Exercise goal —
Turn the lines below into a numbered list, leaving out any blank lines.

## Start

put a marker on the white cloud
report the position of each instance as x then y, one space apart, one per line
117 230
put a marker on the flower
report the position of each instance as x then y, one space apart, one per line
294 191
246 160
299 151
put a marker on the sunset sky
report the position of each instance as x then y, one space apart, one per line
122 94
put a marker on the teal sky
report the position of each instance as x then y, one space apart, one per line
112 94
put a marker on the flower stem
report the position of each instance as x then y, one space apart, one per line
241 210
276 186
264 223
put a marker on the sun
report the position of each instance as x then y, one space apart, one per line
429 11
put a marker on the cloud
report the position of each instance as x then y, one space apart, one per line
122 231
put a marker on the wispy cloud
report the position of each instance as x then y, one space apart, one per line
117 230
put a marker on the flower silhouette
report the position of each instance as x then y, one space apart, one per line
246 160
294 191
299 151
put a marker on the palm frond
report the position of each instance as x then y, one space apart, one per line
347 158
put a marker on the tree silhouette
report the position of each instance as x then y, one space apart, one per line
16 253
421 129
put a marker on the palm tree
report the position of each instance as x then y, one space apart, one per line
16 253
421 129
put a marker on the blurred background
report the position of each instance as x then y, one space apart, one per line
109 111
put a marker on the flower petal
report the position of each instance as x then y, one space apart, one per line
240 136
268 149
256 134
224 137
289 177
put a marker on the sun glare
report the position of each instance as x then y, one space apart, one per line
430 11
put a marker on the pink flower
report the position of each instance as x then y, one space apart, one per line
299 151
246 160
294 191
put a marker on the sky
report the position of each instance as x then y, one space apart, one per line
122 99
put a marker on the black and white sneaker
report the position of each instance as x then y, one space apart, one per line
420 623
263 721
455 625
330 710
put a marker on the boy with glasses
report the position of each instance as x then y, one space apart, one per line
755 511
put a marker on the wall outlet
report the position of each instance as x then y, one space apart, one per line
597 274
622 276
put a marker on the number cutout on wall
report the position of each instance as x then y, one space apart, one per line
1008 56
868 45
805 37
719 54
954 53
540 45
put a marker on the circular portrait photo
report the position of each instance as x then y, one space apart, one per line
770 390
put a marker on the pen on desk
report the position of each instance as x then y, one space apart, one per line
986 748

## End

Correct output —
1. put a marker on the white cloud
2. report the position of each instance as x then y, one space apart, one per line
3. 117 230
4. put a marker on the flower
5. report the position of each instance as x then y, one space apart, one per line
6. 294 191
7. 246 160
8. 299 151
9. put a marker on the sunset sky
10. report the position of each instance as x then y, one space apart, one per line
11. 122 94
12. put a marker on the teal sky
13. report the position of each instance as x then y, one space apart, one per line
14. 112 94
15. put a marker on the flower stem
16. report the position of each instance as x then y, one space apart, one per line
17. 241 210
18. 276 186
19. 264 223
20. put a marker on the sun
21. report the position of each instance as x then y, one space apart, one per line
22. 429 11
23. put a marker on the cloud
24. report the position of each instance as x then y, one space apart, one per line
25. 122 231
26. put a marker on the wispy cloud
27. report the position of each instance as x then y, one space apart, one per line
28. 117 230
29. put a marker on the flower silhouette
30. report the position of each instance as x then y, one space apart, one per line
31. 246 160
32. 294 191
33. 299 151
34. put a marker on the palm frond
35. report the position of each instance as x then y, one space apart, one per line
36. 347 158
37. put a marker on the tree silhouette
38. report the position of each instance as x then y, one space apart, one per line
39. 16 253
40. 421 129
41. put a marker on the palm tree
42. report the position of each instance as x then y, one space apart, one per line
43. 16 253
44. 421 129
45. put a marker on the blurred background
46. report the position of each instance as x then y, one space apart, one per line
47. 109 111
48. put a marker on the flower petal
49. report the position of each instance as x then y, one space apart, one per line
50. 240 136
51. 268 149
52. 256 134
53. 224 137
54. 289 177
55. put a marker on the sun glare
56. report the position of each instance as x then y, one space apart, one per line
57. 430 11
58. put a marker on the pink flower
59. report the position of each instance as x then y, one space apart, one per line
60. 299 151
61. 246 160
62. 294 191
63. put a marker on the sky
64. report the position of each instance as x then y, one space apart, one per line
65. 122 99
66. put a marker on the black and white sneaker
67. report the position of each instance as x then y, one space apart, one per line
68. 420 623
69. 263 721
70. 455 625
71. 330 710
72. put a marker on the boy with glasses
73. report the position of each instance as x then y, one space apart, one per line
74. 755 511
75. put a marker on the wall outlet
76. report the position of each instance as x then y, one space apart, one per line
77. 597 274
78. 622 276
79. put a marker on the number cutout on wall
80. report the position of each instance as x then y, one space apart, one per line
81. 1008 56
82. 868 45
83. 805 37
84. 719 54
85. 954 53
86. 540 45
87. put a marker on the circular portrait photo
88. report the position of each instance as x then y, one space apart, one per line
89. 770 390
90. put a marker on the pen on desk
91. report the position of each instance as x then y, one space apart, one per line
92. 986 748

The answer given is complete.